- **TASK INSTRUCTIONS**
The job is to find each line in the entries holding the string "rightmost" and copy that line.

Records contained in a dataset:
· · · · · · ·

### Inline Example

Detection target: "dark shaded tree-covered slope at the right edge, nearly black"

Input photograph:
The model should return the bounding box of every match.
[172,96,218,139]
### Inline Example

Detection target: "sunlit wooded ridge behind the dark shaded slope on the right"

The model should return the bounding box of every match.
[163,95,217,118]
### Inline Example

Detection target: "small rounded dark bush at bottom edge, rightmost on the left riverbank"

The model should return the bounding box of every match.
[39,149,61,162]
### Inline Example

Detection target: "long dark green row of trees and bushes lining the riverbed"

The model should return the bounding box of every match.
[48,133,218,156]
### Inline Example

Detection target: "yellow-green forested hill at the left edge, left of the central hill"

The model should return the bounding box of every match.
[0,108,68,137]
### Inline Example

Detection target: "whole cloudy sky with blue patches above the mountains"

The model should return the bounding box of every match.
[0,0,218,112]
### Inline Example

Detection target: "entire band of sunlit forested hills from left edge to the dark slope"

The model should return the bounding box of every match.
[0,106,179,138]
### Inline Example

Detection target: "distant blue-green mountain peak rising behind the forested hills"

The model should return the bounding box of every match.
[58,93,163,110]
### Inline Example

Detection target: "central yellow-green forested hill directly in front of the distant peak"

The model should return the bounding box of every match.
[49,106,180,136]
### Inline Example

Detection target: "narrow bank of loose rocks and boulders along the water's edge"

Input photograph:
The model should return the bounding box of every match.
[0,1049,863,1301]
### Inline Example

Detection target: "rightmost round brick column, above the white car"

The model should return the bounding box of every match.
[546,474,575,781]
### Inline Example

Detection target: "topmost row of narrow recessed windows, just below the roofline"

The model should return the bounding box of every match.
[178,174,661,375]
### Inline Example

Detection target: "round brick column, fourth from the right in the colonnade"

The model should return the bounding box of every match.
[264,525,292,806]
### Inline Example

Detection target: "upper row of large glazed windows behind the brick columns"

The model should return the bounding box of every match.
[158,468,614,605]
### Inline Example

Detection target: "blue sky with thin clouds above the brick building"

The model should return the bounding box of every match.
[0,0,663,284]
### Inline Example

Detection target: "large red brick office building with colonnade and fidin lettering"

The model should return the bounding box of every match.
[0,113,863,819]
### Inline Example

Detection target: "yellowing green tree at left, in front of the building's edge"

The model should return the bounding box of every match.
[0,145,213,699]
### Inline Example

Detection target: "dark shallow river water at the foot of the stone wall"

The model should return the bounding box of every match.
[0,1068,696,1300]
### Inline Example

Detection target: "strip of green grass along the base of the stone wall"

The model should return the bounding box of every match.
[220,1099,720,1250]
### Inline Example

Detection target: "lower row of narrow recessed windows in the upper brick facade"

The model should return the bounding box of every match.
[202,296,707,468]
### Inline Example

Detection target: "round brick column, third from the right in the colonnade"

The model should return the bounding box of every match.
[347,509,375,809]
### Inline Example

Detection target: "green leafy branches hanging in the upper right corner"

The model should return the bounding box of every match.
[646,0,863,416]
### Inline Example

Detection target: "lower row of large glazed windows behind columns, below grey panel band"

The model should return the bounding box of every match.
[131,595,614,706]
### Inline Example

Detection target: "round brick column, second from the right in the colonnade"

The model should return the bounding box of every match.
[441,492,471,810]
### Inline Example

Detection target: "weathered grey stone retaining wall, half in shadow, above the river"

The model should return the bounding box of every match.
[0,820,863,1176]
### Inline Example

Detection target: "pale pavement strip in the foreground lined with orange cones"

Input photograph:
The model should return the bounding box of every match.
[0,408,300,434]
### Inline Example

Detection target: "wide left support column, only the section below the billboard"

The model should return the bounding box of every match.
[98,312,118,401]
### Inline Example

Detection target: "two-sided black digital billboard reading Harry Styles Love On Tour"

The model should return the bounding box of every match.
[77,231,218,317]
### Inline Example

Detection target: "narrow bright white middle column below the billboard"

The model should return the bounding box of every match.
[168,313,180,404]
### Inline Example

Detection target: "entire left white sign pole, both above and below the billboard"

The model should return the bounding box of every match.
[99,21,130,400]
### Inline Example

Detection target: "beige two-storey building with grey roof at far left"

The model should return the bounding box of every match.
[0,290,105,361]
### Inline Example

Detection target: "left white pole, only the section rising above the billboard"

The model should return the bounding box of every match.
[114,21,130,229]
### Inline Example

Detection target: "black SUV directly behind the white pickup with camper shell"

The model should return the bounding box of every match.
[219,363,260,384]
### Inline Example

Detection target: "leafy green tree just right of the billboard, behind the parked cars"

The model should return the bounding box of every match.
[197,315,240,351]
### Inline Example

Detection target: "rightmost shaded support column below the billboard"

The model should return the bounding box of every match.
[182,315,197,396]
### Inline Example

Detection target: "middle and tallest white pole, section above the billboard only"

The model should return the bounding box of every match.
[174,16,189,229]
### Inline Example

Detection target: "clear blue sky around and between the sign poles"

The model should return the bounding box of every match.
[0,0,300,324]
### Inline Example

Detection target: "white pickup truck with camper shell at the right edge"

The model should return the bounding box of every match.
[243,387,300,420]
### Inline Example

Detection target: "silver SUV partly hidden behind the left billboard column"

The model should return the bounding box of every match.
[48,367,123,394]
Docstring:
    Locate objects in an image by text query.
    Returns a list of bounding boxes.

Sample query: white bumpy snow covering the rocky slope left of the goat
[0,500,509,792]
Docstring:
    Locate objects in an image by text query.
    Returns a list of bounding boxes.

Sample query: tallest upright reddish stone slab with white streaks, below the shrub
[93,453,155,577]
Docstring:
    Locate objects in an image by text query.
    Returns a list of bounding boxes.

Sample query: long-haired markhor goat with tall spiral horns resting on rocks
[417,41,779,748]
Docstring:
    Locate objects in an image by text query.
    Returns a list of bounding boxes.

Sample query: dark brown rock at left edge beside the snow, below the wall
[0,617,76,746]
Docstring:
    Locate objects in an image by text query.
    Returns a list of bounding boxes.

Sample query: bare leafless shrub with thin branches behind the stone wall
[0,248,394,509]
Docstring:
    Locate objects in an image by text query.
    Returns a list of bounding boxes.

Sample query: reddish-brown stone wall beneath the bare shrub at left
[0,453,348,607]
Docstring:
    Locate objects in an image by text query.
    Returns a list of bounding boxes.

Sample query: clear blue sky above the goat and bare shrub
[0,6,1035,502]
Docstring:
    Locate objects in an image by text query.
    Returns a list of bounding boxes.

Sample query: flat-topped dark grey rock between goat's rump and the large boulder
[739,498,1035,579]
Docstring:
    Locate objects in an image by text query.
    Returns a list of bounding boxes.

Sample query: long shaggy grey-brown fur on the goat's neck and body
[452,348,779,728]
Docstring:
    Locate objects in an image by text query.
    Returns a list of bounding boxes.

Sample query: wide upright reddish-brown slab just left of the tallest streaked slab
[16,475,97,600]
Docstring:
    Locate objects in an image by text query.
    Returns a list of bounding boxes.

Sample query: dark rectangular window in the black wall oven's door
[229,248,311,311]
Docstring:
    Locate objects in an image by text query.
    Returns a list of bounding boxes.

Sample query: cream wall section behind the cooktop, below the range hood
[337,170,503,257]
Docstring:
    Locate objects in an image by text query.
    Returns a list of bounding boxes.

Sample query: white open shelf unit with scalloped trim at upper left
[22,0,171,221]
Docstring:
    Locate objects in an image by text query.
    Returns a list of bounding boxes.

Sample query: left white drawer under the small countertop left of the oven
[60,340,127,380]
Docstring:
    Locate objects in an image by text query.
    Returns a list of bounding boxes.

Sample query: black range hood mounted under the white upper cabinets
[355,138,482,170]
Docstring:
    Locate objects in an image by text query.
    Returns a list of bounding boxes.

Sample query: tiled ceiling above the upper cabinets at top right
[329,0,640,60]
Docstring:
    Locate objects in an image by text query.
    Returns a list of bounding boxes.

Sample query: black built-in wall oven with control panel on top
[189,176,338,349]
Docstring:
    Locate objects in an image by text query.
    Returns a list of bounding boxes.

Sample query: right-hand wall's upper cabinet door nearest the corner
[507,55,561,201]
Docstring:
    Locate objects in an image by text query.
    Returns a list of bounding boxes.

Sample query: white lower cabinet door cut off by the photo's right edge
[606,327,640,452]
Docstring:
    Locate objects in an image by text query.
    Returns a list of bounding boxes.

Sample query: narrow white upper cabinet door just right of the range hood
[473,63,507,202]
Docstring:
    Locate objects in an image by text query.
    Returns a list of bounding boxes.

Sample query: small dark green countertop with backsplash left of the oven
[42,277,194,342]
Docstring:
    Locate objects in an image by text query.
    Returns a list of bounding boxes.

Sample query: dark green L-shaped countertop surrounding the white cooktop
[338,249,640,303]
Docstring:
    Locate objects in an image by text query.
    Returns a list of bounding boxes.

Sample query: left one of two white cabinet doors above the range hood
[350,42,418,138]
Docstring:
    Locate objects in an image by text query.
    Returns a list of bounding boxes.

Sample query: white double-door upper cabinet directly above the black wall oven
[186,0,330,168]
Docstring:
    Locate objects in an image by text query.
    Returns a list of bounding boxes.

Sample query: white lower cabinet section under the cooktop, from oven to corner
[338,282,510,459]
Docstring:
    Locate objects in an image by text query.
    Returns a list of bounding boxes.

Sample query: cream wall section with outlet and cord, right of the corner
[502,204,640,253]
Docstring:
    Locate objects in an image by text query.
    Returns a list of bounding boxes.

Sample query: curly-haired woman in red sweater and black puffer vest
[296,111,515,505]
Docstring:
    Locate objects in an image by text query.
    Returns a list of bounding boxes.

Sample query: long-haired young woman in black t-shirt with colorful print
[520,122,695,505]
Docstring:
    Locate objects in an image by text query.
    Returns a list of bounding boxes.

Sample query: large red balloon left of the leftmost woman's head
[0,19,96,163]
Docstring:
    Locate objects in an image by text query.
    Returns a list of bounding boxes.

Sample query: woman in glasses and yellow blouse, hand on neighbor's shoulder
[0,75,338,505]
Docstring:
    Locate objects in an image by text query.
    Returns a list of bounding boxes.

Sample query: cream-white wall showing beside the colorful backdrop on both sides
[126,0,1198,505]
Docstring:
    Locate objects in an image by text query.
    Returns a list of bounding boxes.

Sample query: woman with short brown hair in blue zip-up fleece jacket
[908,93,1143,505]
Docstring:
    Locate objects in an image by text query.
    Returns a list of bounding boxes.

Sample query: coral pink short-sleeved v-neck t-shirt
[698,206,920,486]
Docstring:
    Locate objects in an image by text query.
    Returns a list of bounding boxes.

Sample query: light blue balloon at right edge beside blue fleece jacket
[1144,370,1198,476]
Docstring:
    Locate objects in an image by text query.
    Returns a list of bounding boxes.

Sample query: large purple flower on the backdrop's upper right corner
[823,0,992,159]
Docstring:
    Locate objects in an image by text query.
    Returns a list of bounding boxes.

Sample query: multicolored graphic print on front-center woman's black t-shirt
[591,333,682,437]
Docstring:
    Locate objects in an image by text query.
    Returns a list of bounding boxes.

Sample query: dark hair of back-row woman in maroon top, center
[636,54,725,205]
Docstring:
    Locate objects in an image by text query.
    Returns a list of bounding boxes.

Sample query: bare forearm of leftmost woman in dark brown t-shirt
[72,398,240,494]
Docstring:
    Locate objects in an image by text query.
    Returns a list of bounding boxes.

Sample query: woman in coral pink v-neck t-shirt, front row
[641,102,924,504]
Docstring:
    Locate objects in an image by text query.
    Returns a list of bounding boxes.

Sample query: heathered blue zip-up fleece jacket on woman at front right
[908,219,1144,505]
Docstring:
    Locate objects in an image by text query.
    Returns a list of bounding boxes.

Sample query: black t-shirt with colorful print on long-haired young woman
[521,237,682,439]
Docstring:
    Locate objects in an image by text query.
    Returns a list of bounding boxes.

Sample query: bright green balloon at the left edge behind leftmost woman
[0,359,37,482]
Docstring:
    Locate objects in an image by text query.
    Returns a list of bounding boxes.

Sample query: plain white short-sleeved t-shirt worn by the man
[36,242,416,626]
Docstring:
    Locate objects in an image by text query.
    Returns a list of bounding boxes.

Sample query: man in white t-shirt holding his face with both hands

· · · · · · ·

- **TASK OUTPUT**
Detection target: "small rounded dark bush at bottom edge, rightmost on the left riverbank"
Detection target: "rightmost round brick column, above the white car"
Detection target: "rightmost shaded support column below the billboard"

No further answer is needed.